* Data extract *
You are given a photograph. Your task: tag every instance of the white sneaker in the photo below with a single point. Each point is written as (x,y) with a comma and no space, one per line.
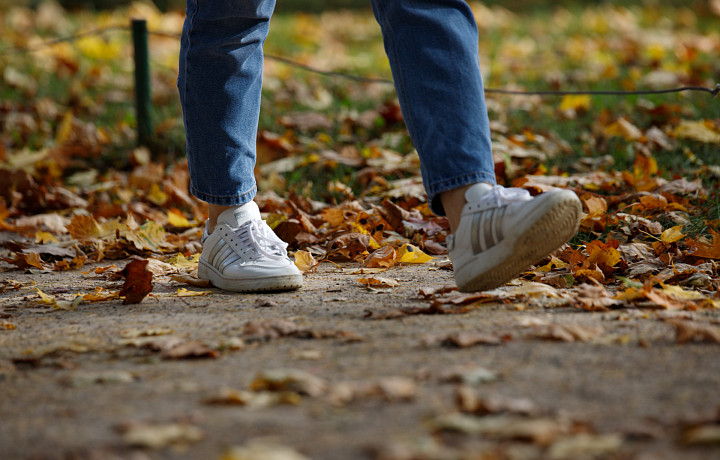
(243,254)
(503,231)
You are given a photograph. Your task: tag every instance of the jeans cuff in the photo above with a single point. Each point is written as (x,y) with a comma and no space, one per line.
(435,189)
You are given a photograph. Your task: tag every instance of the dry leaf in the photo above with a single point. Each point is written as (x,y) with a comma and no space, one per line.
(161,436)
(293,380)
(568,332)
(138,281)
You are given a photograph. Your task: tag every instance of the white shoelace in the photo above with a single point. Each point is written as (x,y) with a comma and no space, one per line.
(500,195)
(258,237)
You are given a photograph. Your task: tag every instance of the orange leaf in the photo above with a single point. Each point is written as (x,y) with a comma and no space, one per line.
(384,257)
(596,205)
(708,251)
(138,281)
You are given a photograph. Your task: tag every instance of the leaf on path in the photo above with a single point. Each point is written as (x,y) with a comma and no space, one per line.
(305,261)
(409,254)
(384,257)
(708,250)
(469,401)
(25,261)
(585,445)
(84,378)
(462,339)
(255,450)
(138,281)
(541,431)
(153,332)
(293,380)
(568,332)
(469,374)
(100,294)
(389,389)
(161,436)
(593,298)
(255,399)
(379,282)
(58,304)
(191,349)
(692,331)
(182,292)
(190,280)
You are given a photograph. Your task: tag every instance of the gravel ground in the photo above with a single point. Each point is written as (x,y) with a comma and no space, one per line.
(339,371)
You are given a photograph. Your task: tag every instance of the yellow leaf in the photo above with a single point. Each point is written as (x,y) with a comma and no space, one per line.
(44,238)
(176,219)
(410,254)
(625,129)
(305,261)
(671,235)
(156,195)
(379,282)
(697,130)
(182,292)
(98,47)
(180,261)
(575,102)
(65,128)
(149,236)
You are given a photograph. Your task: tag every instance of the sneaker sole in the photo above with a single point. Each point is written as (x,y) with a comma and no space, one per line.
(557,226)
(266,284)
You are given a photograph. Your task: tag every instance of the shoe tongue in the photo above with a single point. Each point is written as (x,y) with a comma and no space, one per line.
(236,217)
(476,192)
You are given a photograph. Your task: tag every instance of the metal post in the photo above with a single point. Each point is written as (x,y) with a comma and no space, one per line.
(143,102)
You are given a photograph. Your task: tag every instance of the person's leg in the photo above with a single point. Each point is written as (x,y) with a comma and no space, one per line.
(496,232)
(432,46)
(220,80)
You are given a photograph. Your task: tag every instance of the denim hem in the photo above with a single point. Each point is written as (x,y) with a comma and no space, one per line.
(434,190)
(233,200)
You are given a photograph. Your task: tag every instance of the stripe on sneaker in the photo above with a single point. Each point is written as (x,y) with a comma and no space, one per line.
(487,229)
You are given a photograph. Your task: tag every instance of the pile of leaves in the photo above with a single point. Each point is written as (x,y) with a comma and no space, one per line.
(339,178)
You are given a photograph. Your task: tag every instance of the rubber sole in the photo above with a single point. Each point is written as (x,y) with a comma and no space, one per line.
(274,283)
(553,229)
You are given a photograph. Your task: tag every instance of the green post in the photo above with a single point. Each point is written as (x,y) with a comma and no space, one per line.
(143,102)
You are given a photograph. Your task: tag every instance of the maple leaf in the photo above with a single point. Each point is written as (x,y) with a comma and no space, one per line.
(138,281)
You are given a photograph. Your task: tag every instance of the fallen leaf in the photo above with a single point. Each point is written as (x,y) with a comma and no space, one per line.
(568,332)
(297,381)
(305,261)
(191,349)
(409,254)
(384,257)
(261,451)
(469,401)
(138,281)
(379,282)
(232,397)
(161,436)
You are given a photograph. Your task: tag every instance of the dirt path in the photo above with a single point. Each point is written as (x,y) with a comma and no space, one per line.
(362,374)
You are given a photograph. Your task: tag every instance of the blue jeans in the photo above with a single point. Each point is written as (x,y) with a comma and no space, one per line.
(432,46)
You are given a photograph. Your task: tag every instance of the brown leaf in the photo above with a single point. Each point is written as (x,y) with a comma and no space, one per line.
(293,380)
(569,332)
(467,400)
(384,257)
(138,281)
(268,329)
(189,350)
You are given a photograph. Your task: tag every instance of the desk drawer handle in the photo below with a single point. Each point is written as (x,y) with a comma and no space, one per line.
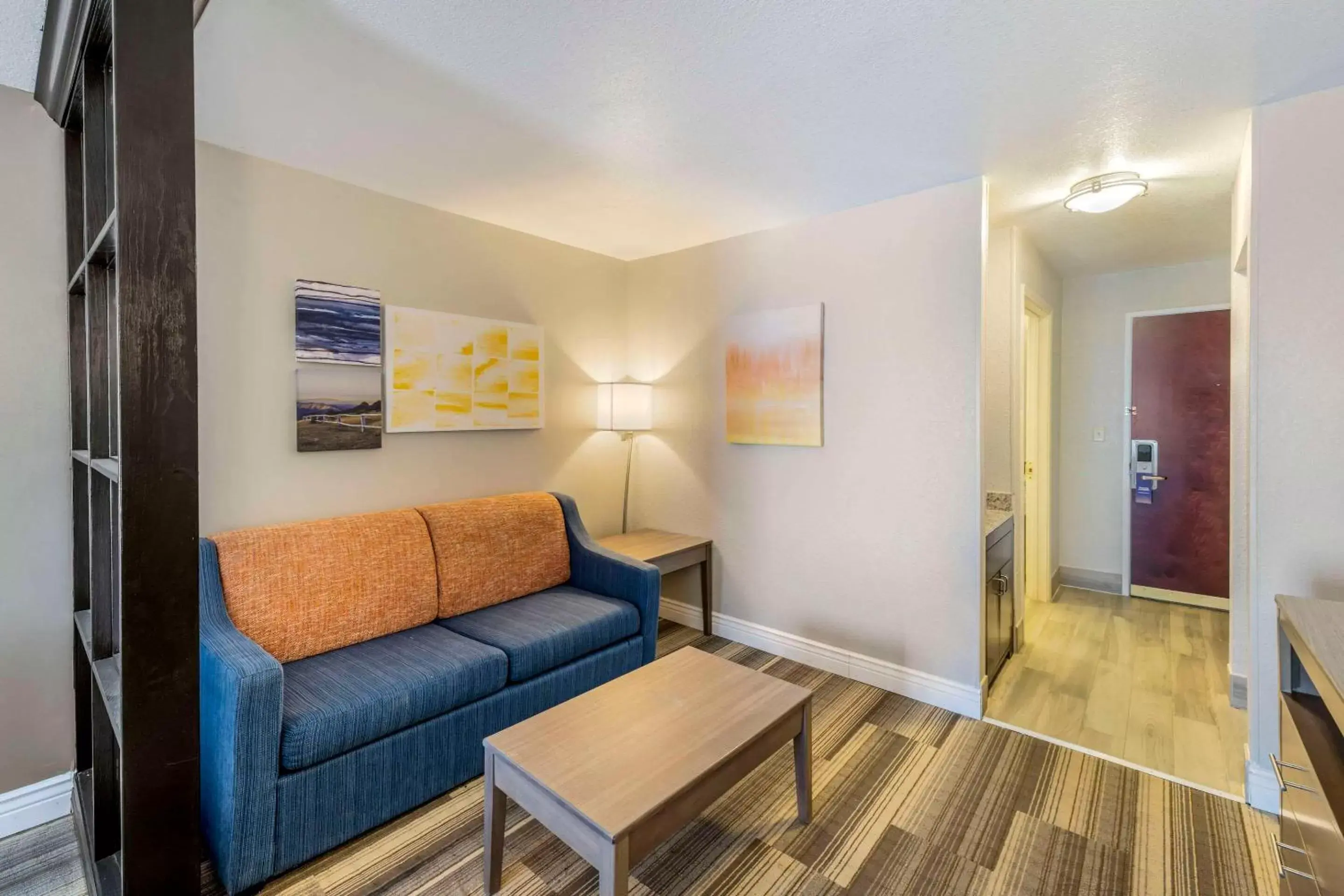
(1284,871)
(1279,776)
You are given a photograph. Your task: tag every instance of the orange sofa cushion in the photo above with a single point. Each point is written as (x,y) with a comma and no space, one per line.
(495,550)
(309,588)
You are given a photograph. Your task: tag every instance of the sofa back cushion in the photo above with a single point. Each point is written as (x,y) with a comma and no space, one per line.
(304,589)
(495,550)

* Aim *
Give the lines above as a JSON list of strings, one string per line and no blank lines, leaving out the pictures.

* Result for this exercise *
[
  "You are given a photograph. Your task: tag every instance of the white sneaker in the photo below with a single point. Each point is written as (x,y) with a comma and no space, one per line.",
  "(243,254)",
  "(503,231)",
  "You are given a photograph. Your task: tag every instance of the jeans cuff in the photo above with a single point. Each point is written as (x,y) with a comma and no space, one per line.",
  "(435,189)",
  "You are given a photograph. Your task: tag every instance of the dry leaf in the photo above with a single point. Each point is written as (x,y) with a comma and no space, one per line.",
  "(161,436)",
  "(293,380)",
  "(568,332)",
  "(138,281)",
  "You are given a photograph. Your task: tag every instance of the white shoelace in the photo above with a single point. Each point is written as (x,y) with a comma and no space, one per line.",
  "(500,195)",
  "(258,237)",
  "You are given a photograph. Your task: tag every instance of the orange leaf in the photo above with a single point. Each point is written as (x,y) with a comma and no space, one per line.",
  "(384,257)",
  "(596,205)",
  "(708,251)",
  "(138,281)",
  "You are given a photograph. Your task: tag every instance of the leaf on path in the photo above with a single point. Each point is written as (x,y) with a comma and no space, one per line.",
  "(305,261)",
  "(409,254)",
  "(384,257)",
  "(708,250)",
  "(469,401)",
  "(25,261)",
  "(585,445)",
  "(84,378)",
  "(462,339)",
  "(255,450)",
  "(138,281)",
  "(541,431)",
  "(153,332)",
  "(293,380)",
  "(568,332)",
  "(469,374)",
  "(100,294)",
  "(389,389)",
  "(161,436)",
  "(593,298)",
  "(255,399)",
  "(379,282)",
  "(58,304)",
  "(191,349)",
  "(692,331)",
  "(182,292)",
  "(190,280)",
  "You are given a photograph. Your task: tag every instance of the gravel ground in the photo above with a single point. Each point is written as (x,y) with a comma and no space, one per line.",
  "(339,371)",
  "You are given a photograph. Your task: tag every instance of the yellow leaf in the photo above with a single point. Each point is written as (x,y) with a comma and no space, one per line.",
  "(44,238)",
  "(176,219)",
  "(410,254)",
  "(625,129)",
  "(305,261)",
  "(671,235)",
  "(156,195)",
  "(379,282)",
  "(697,130)",
  "(182,292)",
  "(98,47)",
  "(180,261)",
  "(575,102)",
  "(65,128)",
  "(149,236)",
  "You are given a photograph. Your task: tag every instance of the sneaker sole in the photo above with a single point. Each point is written as (x,y) with a comma and no space, one per line.",
  "(557,226)",
  "(266,284)",
  "You are given a photograph. Your task: tag every instance of the shoe tongue in the photo above with a single point. Each point is written as (x,y) with a comma and no space, one per line.",
  "(236,217)",
  "(476,192)",
  "You are given a photograph. Your task: tag every instance of the metal post in the photo above with a single point. Each point is written as (x,y) with a comma and no space, one per line.",
  "(143,102)",
  "You are given a photograph. Your task: tag every instance of the person's leg in the photo above with a single point. Each point is written as (x,y) with a comma and no space, one per line.",
  "(496,232)",
  "(432,46)",
  "(220,80)",
  "You are given a photograph. Your task: tag every instance of the denim hem in the photo above with a single point. Each point is written as (x,y) with a comma and no space, one per line.",
  "(434,190)",
  "(233,200)",
  "You are given a photograph. Your task: tag every instance of the stripe on sneaker in the photo above with a single point. Each point is written as (x,y) with a comma and no space, one per line.",
  "(487,229)",
  "You are given a photograph. Your task: tag every instance of the pile of leaves in the photo above with a single point. Each point is written as (x,y) with a comma and no space, one per line.",
  "(339,178)",
  "You are given a photograph. Your task: tag every instance of the rubber sole in the photo above with a single point. Each point is written as (x,y) with a comma and no space, one per line.",
  "(274,283)",
  "(553,229)",
  "You are given a photograph. Your task: tag every instance of the green post in the photo above with a single point. Each point is written as (x,y) with a comma and no space, one per line.",
  "(143,102)",
  "You are given a photograph. Your task: tag every instance of the maple leaf in the photo above with a single point. Each point is written as (x,y) with a comma and no space, one per line.",
  "(138,281)",
  "You are given a photograph. Your task: tag every instance of the fallen leaf in the photo above with a single point. Each point is written as (x,y) with a comma and no space, one per line.",
  "(568,332)",
  "(297,381)",
  "(305,261)",
  "(191,349)",
  "(409,254)",
  "(384,257)",
  "(261,451)",
  "(469,401)",
  "(138,281)",
  "(379,282)",
  "(232,397)",
  "(161,436)",
  "You are given a photograph. Your task: tag every instance of the dirt path in the photo above with a single point. Each point is written as (x,y) with a comma and no space, one per line.",
  "(362,374)",
  "You are given a photograph. Your task: tag every instance of the blue jeans in the photo above with a single point. Each point is written as (x,y) with a comma and no space, one per line.",
  "(432,46)",
  "You are given a photograph. Your task: tag every instance of the brown leaf in the photo above with a single point. Each point is written as (x,y) with a comma and no space, one per line.",
  "(293,380)",
  "(569,332)",
  "(467,400)",
  "(384,257)",
  "(138,281)",
  "(268,329)",
  "(189,350)",
  "You are given a photograph. Your task: tag every instance of the desk drawer handle in the photo below with a single point. Each point is written as (x,y) with a comma and no space, one per line.",
  "(1284,871)",
  "(1279,776)",
  "You are given a photograph. Your task: tag every instance of the orange sofa cushion in the photo above with a single point. Each point is written as (x,y) with a comma and no space, one per line.",
  "(495,550)",
  "(309,588)",
  "You are given a photograph. Your task: tag every instance of the sofa back cushion in the photo above with a single point. Each point is written as (x,y) with a comma and no space, one per line.",
  "(304,589)",
  "(495,550)"
]